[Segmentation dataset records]
· · ·

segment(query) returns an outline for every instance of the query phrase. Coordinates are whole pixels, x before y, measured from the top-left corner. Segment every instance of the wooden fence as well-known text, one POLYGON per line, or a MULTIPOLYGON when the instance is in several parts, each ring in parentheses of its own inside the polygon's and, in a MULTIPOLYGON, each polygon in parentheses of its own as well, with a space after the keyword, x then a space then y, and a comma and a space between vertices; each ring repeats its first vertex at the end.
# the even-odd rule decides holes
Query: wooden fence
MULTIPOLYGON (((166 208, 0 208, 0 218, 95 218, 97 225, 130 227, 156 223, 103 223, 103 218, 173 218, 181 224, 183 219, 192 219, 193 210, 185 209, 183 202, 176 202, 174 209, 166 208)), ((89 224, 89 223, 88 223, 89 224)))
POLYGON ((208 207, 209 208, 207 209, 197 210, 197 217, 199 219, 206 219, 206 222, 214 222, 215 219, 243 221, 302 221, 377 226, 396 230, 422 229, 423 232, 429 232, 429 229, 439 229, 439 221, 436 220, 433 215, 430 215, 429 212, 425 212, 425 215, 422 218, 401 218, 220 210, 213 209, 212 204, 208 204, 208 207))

· · ·

* **What you should do**
Print every entry exactly as it appears.

* **Problem solution**
segment(query) returns an outline for every instance of the query phrase. Coordinates are whole pixels, x before y, measured from the top-left corner. Segment every instance of the wooden fence as well-known text, one POLYGON per line, or a MULTIPOLYGON when the instance is in several parts, each ring in parentheses of its own inside the polygon's and, in a MULTIPOLYGON, each polygon in parentheses of its own as well, with a space after the keyword, x then a space then y, and a comma and a space between vertices; each ring repeats its first vertex at the end.
# the even-odd rule decides holes
Query: wooden fence
MULTIPOLYGON (((166 208, 0 208, 0 218, 95 218, 97 225, 130 227, 156 223, 103 223, 103 218, 173 218, 181 224, 183 219, 192 219, 193 210, 185 209, 183 202, 176 202, 174 209, 166 208)), ((89 224, 89 223, 88 223, 89 224)))
POLYGON ((208 207, 209 208, 207 209, 197 210, 197 217, 199 219, 206 219, 206 222, 214 222, 215 219, 243 221, 302 221, 377 226, 396 230, 422 229, 423 232, 429 232, 429 229, 439 229, 439 221, 436 220, 433 215, 430 215, 429 212, 425 212, 425 215, 422 218, 401 218, 220 210, 213 209, 212 204, 208 204, 208 207))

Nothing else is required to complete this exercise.